Continue the text on John Hart, the colonial governor of Maryland, starting after its last sentence.

▶ _Excerpted text_:
* * * * * * *
12th Royal Governor of Maryland
- In office 1714–1715
- Preceded by: Edward Lloyd

1st Governor of Restored Proprietary Government
- In office 1715–1720
- Succeeded by: Thomas Brooke, Jr.

Governor of the Leeward Islands
- In office 1721–1728
- Preceded by: Walter Hamilton
- Succeeded by: Thomas Pitt

Personal details
- Born: County Cavan, Ireland
- Died: c. 1740 England

= John Hart (colonial administrator) =

British colonial administrator (died 1740)

John Hart (died c. 1740) was a British colonial administrator who served as the governor of Maryland from 1714 to 1715 and again from 1715 to 1720, after the restoration of proprietary control to Charles Calvert, 5th Baron Baltimore. His governorship marked the beginnings of the restoration of the Calvert family's control of Maryland.

==Early life and family==
John Hart was born in Ireland into an Anglo-Irish family. He was a native of County Cavan. He was the son of Merrick Hart, of Crovert, and his wife Lettice Vesey. His maternal uncle was Archbishop John Vesey. Very few details of his early life survive, other than the fact that he served in Spain and Portugal during the War of the Spanish Succession.

John Hart married the widow Mary Purefoy, daughter of Henry Hart and Anne Beresford, daughter of Sir Tristram Beresford, 1st Baronet. They had two children: a son Thomas, and a daughter Marylandia.
* * * * * * *
▶ _Recorded data_:

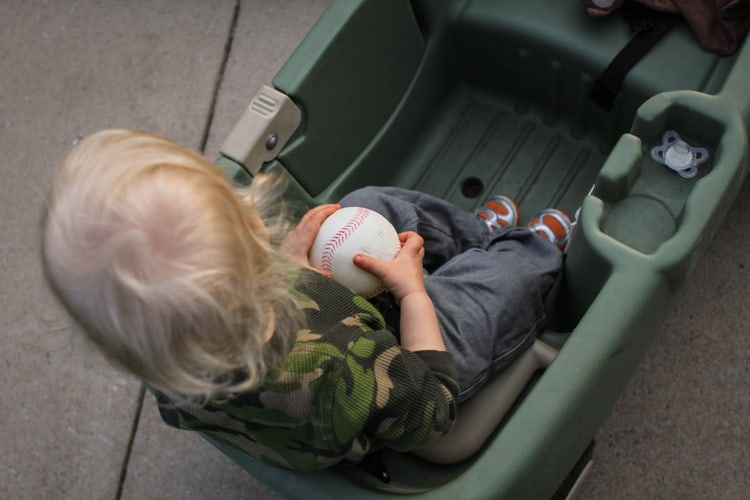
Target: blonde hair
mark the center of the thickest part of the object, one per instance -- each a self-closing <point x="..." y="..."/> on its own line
* * * * * * *
▶ _Response area_:
==Governor of Maryland==
Benedict Calvert, 4th Baron Baltimore had witnessed his family's loss of their proprietary Province of Maryland in 1689, in part because of his family's Roman Catholic religion. Calvert calculated that the chief impediment to the restoration of his family's title to Maryland was his Catholicism, and he therefore converted to Anglicanism, deciding to "embrace the protestant religion", and gambling that this move would win back his family's lost fortune in the New World. Such a bold move would come at a cost. Benedict's father Charles Calvert, 3rd Baron Baltimore, furious at his son's apostacy, withdrew his annual allowance of £450 and ended his support for his grandchildren's education and maintenance. Benedict was able to persuade the Crown to grant him an allowance of £300 a year, and Queen Anne even acceded to his nomination of John Hart as governor of the province, on condition that Hart would share with Calvert £500 per annum out of his profits from the office.

Hart's governorship therefore marked the beginnings of the restoration of the Calvert family's control of Maryland.

Hart and his family immigrated to Maryland in 1714. In 1715, Hart took a 31 year lease on a 200 acre plantation. They returned to England in 1720.

==Governor of the Leeward Islands==
After the end of his time as governor of Maryland, Hart was appointed governor of the Leeward Islands, a position which he held from 1721-1727. He was succeeded in the position by Thomas Pitt, 1st Earl of Londonderry.